**TASK DETAILS**
Every entry must be transcribed exactly as written.

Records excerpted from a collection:

__________

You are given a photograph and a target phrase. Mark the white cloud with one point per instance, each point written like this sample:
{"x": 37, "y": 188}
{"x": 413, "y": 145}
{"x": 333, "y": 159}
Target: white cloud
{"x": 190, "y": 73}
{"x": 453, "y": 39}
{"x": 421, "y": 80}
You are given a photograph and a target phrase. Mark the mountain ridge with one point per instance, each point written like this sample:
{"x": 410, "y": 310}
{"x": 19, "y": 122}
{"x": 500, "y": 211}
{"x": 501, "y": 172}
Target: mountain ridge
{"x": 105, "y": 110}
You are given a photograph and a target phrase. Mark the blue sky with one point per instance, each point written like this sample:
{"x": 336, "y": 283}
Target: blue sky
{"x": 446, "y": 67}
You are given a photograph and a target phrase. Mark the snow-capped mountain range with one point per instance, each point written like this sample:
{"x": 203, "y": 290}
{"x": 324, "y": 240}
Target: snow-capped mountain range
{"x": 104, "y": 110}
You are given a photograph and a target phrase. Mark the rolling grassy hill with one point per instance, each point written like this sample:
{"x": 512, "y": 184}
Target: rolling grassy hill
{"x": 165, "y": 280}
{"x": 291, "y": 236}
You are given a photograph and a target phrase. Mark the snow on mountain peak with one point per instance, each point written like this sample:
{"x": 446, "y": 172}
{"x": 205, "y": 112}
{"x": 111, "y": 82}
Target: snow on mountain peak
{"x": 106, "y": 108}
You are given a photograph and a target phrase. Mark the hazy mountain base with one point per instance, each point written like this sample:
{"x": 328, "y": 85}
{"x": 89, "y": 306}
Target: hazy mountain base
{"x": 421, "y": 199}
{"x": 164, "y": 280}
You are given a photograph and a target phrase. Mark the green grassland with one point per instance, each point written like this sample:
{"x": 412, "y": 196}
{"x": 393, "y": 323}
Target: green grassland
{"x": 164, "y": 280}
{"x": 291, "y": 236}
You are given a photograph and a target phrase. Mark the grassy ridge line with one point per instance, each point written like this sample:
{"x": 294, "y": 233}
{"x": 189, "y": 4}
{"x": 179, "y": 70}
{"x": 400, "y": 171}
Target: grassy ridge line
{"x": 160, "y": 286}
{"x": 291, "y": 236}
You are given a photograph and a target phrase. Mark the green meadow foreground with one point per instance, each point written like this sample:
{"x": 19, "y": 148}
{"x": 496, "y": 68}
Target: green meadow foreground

__________

**ANSWER BOX**
You are given a photograph and a target phrase. Mark the white cloud with one point per instance, each point written like this sample:
{"x": 37, "y": 188}
{"x": 413, "y": 145}
{"x": 333, "y": 159}
Target: white cloud
{"x": 190, "y": 73}
{"x": 453, "y": 39}
{"x": 421, "y": 80}
You are given a photograph and a target phrase. Mark the mountain ridge with one point per instance, each point written like this sample:
{"x": 410, "y": 310}
{"x": 19, "y": 122}
{"x": 500, "y": 211}
{"x": 501, "y": 172}
Target: mountain ridge
{"x": 105, "y": 110}
You are given a photograph and a target phrase. Mark the blue sky with one point per instance, each point written like this sample:
{"x": 336, "y": 283}
Target: blue sky
{"x": 446, "y": 67}
You are given a photograph and a target phrase. Mark the snow-capped mountain range with one point per instance, each point written like this sample:
{"x": 203, "y": 290}
{"x": 324, "y": 240}
Target: snow-capped mountain range
{"x": 104, "y": 110}
You are given a photograph and a target phrase. Mark the rolling grassy hill with one point per instance, each point written like this sample:
{"x": 512, "y": 184}
Target: rolling grassy hill
{"x": 165, "y": 280}
{"x": 291, "y": 236}
You are given a photograph and a target phrase. Mark the snow on mountain peak with one point per instance, each point written like this sample:
{"x": 446, "y": 172}
{"x": 205, "y": 112}
{"x": 111, "y": 82}
Target: snow on mountain peak
{"x": 106, "y": 108}
You are given a photograph and a target phrase. Mark the hazy mountain base with one point per instance, each point written like this sample:
{"x": 328, "y": 85}
{"x": 89, "y": 306}
Target: hazy mountain base
{"x": 421, "y": 199}
{"x": 164, "y": 280}
You are given a photograph and a target phrase. Mark the green grassland with one point per instance, each point written like this sample:
{"x": 412, "y": 196}
{"x": 393, "y": 323}
Target: green grassland
{"x": 164, "y": 280}
{"x": 291, "y": 236}
You are given a photograph and a target phrase. Mark the grassy ridge line with one point per instance, each point written like this sample:
{"x": 294, "y": 233}
{"x": 189, "y": 4}
{"x": 179, "y": 70}
{"x": 400, "y": 171}
Target: grassy ridge line
{"x": 160, "y": 286}
{"x": 291, "y": 236}
You are given a photograph and a target phrase. Mark the green meadow foreground with one point per instance, each point written like this sample:
{"x": 19, "y": 148}
{"x": 496, "y": 68}
Target: green meadow foreground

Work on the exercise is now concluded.